> **Exercise task**:
Count how many lines of the data below contain the string "Target". Reply with the number alone.

> **Exercise input**:
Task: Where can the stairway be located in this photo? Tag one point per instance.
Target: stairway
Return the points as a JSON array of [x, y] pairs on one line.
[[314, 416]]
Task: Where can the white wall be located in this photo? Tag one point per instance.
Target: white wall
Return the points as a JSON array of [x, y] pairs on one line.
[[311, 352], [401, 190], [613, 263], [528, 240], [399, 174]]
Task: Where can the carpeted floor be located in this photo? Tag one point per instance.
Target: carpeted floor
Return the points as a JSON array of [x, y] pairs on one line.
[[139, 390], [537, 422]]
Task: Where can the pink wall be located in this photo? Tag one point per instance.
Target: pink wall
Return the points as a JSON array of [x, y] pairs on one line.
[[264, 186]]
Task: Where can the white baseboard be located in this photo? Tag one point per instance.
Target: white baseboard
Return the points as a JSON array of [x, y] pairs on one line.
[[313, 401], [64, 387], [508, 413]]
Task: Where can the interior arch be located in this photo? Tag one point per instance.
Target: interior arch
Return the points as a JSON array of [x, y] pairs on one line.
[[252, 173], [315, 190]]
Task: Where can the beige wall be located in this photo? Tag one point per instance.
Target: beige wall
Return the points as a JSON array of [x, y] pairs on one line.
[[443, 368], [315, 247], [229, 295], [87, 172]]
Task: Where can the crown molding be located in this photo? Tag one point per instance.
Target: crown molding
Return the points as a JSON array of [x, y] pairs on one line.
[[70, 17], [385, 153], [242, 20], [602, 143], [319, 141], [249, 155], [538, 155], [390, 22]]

---

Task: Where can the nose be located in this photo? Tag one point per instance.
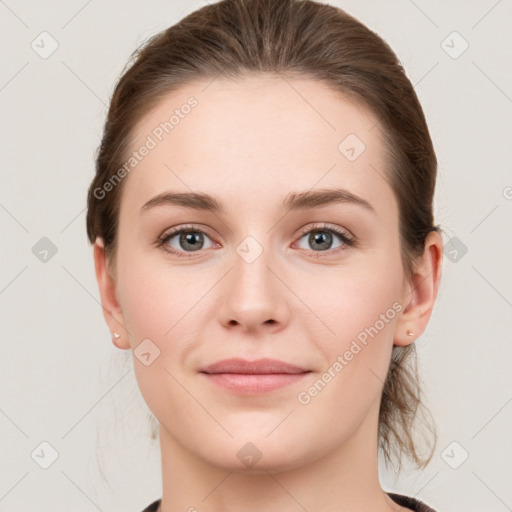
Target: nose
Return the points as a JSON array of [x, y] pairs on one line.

> **Exercise output**:
9